▶ _Extrait cité_:
----
Comédie dramatique de Alan Bennett, mise en scène de Laurent Pelly, avec Charlotte Clamens, Nathalie Krebs et Christine Brücher.
Après le succès rencontré au printemps au Théâtre du Rond Point, le trio de "Talking heads" revient sous les feux de l'actualité théâtrale pour une série de représentations exceptionnelles au Théâtre Marigny.
Sous le titre original qui regroupe une série de monologues écrits pour la BBC par le dramaturge anglais Alan Bennett, Laurent Pelly porte sur scènes trois monologues tragi-comiques époustouflants, grâce à la traduction inspirée de Jean-Marie Besset qui transcrit en français cet humour anglais intraduisible, qui entraînent le spectateur au cœur de la banlieue anglaise et plongent dans la tragédie ordinaire de trois femmes de la classe moyenne à l'automne de leur vie.
Le choix et l'ordonnancement des soliloques opérés par Laurent Pelly est particulièrement judicieux dans la mesure où il opère une gradation inversée dans l'intensité dramatique, du plus noir au plus loufoque, et illustre les fondamentaux de l'humour britannique, notamment l'understatement, qui repose sur le sens de l'autodérision et un flegme décapant.
----
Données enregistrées

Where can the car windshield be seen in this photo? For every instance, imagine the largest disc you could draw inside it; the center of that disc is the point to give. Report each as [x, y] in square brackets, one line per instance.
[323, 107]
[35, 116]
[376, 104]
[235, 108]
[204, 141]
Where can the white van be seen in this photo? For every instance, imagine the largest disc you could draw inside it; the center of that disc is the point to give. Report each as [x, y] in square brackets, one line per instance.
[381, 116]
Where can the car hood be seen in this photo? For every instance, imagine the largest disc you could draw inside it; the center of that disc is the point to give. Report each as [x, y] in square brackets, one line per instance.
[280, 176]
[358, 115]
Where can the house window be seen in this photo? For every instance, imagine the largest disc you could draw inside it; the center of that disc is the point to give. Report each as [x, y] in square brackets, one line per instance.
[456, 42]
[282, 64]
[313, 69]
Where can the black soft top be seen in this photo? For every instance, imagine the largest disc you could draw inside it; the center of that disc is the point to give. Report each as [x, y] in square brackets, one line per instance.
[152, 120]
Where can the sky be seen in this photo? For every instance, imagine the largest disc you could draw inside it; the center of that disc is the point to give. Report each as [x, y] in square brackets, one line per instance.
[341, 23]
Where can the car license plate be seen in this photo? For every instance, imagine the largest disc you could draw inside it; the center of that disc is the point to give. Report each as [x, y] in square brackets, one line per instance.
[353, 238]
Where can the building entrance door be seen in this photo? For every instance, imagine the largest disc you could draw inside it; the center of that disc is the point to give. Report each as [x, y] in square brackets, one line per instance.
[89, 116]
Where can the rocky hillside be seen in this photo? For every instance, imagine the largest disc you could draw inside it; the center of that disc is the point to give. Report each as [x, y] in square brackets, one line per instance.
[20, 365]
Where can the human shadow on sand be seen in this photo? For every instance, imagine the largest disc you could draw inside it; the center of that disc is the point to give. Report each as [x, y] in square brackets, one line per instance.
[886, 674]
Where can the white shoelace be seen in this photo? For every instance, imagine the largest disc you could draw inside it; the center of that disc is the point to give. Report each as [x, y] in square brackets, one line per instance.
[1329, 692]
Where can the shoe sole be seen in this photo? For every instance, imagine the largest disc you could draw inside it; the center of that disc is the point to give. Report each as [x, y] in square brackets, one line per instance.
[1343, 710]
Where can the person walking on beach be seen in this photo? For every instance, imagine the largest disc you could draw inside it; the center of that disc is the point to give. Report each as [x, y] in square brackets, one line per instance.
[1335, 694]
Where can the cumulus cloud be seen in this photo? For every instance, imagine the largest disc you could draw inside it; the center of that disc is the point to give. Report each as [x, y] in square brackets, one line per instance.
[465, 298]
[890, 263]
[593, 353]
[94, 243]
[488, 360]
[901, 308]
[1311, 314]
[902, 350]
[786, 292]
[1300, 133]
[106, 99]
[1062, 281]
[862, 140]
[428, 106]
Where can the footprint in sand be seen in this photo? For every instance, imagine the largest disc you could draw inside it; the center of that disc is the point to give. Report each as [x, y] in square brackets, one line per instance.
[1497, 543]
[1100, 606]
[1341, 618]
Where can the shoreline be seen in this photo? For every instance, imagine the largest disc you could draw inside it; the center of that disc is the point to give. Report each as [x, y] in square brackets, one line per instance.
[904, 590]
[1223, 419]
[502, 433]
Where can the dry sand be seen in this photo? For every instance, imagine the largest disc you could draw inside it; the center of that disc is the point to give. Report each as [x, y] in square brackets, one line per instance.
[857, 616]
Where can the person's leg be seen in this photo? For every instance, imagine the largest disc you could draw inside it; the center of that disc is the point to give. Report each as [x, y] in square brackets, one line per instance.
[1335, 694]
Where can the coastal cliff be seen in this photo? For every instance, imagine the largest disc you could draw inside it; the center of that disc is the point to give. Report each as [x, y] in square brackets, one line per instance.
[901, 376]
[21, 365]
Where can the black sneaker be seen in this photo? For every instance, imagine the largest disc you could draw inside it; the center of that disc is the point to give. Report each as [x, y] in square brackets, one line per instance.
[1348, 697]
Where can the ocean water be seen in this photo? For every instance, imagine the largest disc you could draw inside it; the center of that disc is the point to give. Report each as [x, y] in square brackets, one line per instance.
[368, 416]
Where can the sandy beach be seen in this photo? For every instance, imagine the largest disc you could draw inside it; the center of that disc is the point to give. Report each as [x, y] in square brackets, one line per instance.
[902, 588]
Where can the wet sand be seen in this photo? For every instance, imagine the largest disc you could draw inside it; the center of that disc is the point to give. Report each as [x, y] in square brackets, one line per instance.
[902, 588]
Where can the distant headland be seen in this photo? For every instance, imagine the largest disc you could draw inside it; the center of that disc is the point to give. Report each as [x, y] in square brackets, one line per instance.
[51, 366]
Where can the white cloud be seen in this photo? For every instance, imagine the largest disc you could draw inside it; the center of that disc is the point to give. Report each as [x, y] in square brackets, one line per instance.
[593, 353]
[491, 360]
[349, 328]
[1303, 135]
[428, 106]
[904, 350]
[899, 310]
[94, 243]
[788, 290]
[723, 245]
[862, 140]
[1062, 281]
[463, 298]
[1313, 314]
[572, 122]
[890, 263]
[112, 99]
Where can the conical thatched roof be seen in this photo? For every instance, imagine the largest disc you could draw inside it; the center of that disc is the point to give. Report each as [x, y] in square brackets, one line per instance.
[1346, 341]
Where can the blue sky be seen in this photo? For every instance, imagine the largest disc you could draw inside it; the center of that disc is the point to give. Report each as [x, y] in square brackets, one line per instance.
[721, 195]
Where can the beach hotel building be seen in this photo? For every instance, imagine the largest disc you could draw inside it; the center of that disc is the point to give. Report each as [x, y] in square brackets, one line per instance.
----
▶ _Consignes_:
- 1) Recopiez dans la critique de « Talking heads » tout ce qui va de « Comédie dramatique de » jusqu'à « de leur vie. ».
- 2) Rédigez la suite de la critique de « Talking heads », en partant de sa dernière phrase.
Les lignes ci-dessus sont un contenu à part, distinct du texte.

▶ _Réponses_:
- 1)
Comédie dramatique de Alan Bennett, mise en scène de Laurent Pelly, avec Charlotte Clamens, Nathalie Krebs et Christine Brücher.
Après le succès rencontré au printemps au Théâtre du Rond Point, le trio de "Talking heads" revient sous les feux de l'actualité théâtrale pour une série de représentations exceptionnelles au Théâtre Marigny.
Sous le titre original qui regroupe une série de monologues écrits pour la BBC par le dramaturge anglais Alan Bennett, Laurent Pelly porte sur scènes trois monologues tragi-comiques époustouflants, grâce à la traduction inspirée de Jean-Marie Besset qui transcrit en français cet humour anglais intraduisible, qui entraînent le spectateur au cœur de la banlieue anglaise et plongent dans la tragédie ordinaire de trois femmes de la classe moyenne à l'automne de leur vie.

- 2)
Dans des décors vignettes de Chantal Thomas inspirés des romans-photos des années 70, Laurent Pelly opte pour une mise en scène cinétique, multipliant les points de vue avec transpositions de travelling, gros plan et plongée, qui insuffle à ces tranches de vie, taillées dans le vif par un auteur diaboliquement incisif qui observe, et dissèque, ses contemporains à la manière d'un entomologiste, une belle puissance dramatique qui plus est, en l'occurrence, amplifiée par la grande taille du plateau.
Les trois comédiennes s'emparent avec talent et sagacité de la parole de ces femmes, une parole simple, presque insignifiante dans leur banalité, dont elles investissent le sous texte pour en décrypter et en restituer les moindres reliefs significatifs d'un désespoir latent.
Dans "Une femme sans importance", Christine Brücher campe avec subtilité la vacuité et le désarroi progressif de cette employée tirée à quatre épingles qui, de boîte en boîte, prend la mesure de sa solitude et de l'indifférence générale à l'occasion d'une hospitalisation.
"Nuit dans les jardins d'Espagne" pourrait être le titre d'un délicieux roman de gare à la Barbara Cartland. En l'espèce, il recèle une peinture caustique de l'univers conjugal dont la femme fait les frais. Nathalie Krebs se montre maîtrise parfaitement le pathétique de l'épouse désabusée, dont le rez-de-jardin constituait la seule respiration, qui découvre que le pire est toujours à venir et qu'il ne déçoit jamais.
Enfin, Charlotte Clamens, époustouflante "Femme avec pédicure", donne de la vieille fille compassée qui découvre les plaisirs du fétichisme de son pédicure une incarnation totalement hilarante.
A voir et à revoir absolument sans modération pour faire le tour de soi et modifier son regard sur son voisin de palier.